**Stated goal**
In the passage on Aquinas and Barth, what Latin term is given for the analogy that Thomas Aquinas developed?

Thomas Aquinas and Karl Barth on Divine Simplicity and Analogy in Comparison §2

In the last post we were introduced to a dilemma of sorts, a dilemma that has arisen because of an affirmation of so called Divine Simplicity (the idea that God in His inner being is non-composite and sui generis, unlike anything creaturely conceivable), and our ability to speak about this ‘other’ God in meaningful and full ways. The dilemma arises because if God genuinely is apophatically barthglassesdistant from us we have no recourse from within our own human conniving to even speak of God, but only maybe in equivocal ways. But as we saw, further, in the last post the Fourth Lateran Council posited the possibility for there to be a degree of similarity of kind between the Creator and the creature such that it could be potentially possible for human beings to speak of God analogically as humans find a point of contact in their own beings vis-à-vis God.

This is the context within which Thomas Aquinas operated, from within the context that the Fourth Lateran Council provided; for a degree of likeness between God and humanity. As such Thomas famously developed his analogia entis (analogy of being) wherein he worked his way from nature back to nature’s cause in God; as a result His conception of God took a bottom-up approach as he worked through what he thought of as an interconnected chain of being between God and humanity.

George Hunsinger, with the help of Rocca, describes what this really looks like within the theology of Thomas Aquinas:

Rocca advances three points of particular interest. First, for Aquinas analogy was “more a matter of judgment than of concept in the traditional sense”…. In other words, analogy was more about modes of reflection (meaning) than about modes of being (truth), though of course the two cannot be separated. Second, analogical discourse in theology presupposed truths about God to which Aquinas had already assented on the basis of faith, and those truths took primacy over truths of reason…. Finally, an important condition for the possibility of analogical discourse was “the creatures ontological imitation of the divine nature and properties”….

**Excerpted data**
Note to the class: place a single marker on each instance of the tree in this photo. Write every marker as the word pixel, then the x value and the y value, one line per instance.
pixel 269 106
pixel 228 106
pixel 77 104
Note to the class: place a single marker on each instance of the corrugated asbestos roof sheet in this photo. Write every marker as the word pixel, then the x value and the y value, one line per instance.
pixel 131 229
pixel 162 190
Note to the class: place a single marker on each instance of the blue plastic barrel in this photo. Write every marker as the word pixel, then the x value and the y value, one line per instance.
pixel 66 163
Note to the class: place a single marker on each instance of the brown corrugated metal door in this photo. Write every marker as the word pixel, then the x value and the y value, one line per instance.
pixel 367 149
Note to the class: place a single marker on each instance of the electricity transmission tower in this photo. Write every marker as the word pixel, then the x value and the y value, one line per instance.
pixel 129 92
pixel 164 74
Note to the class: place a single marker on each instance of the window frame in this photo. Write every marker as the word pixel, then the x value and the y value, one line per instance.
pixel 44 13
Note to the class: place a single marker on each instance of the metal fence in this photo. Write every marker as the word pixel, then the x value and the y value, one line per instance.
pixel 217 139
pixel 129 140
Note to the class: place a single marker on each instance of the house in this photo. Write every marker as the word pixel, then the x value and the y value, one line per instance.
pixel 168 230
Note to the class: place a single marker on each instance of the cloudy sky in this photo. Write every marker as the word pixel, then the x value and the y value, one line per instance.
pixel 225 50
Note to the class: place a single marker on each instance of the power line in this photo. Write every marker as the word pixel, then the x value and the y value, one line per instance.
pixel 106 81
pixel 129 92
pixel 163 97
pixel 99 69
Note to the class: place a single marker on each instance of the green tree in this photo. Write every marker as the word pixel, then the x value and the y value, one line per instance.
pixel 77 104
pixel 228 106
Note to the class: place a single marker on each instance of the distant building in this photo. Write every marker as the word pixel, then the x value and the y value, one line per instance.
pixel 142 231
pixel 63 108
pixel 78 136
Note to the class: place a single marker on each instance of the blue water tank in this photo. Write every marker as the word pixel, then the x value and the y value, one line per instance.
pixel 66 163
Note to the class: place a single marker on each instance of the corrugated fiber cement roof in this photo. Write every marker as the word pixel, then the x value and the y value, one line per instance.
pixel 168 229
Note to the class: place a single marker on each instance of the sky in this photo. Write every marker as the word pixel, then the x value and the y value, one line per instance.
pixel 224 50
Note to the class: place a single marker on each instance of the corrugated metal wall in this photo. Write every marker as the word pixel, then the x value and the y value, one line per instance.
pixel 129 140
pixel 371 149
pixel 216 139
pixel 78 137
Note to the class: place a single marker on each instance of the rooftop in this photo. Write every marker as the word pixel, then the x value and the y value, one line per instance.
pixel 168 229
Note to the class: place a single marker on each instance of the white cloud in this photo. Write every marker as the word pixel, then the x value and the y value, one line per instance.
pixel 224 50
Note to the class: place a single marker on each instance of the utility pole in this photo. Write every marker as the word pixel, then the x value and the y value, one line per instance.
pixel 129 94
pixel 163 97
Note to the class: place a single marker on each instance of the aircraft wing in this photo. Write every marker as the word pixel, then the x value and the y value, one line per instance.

**Completed task**
Analogia entis, the analogy of being.